Segment Open

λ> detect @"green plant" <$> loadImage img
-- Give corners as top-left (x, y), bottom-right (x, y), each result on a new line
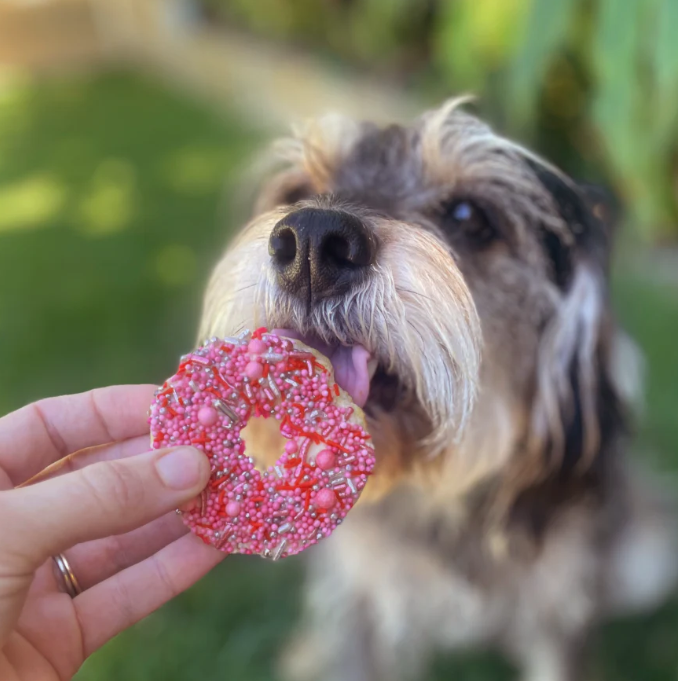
top-left (202, 0), bottom-right (678, 241)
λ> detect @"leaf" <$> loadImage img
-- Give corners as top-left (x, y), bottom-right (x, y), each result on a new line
top-left (506, 0), bottom-right (576, 127)
top-left (434, 0), bottom-right (530, 91)
top-left (592, 0), bottom-right (674, 238)
top-left (651, 0), bottom-right (678, 142)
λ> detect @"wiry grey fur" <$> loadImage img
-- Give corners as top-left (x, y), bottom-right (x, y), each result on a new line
top-left (199, 100), bottom-right (678, 681)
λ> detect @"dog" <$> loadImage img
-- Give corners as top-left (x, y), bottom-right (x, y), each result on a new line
top-left (198, 99), bottom-right (678, 681)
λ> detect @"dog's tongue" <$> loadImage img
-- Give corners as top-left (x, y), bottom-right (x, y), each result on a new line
top-left (272, 329), bottom-right (371, 407)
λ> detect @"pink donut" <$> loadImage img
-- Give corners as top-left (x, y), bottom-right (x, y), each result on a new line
top-left (149, 327), bottom-right (375, 560)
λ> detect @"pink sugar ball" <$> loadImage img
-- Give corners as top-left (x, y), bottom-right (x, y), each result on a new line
top-left (245, 361), bottom-right (263, 380)
top-left (225, 501), bottom-right (242, 517)
top-left (314, 488), bottom-right (337, 510)
top-left (198, 406), bottom-right (218, 427)
top-left (315, 449), bottom-right (336, 470)
top-left (284, 440), bottom-right (299, 454)
top-left (248, 339), bottom-right (267, 354)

Segment Closed

*Brief*: Output each line of the listing in which the string "pink" is found.

*Answer section*:
λ> detect @"pink donut" <$> loadImage img
λ> detect @"pink sugar ball" <$> loadImage img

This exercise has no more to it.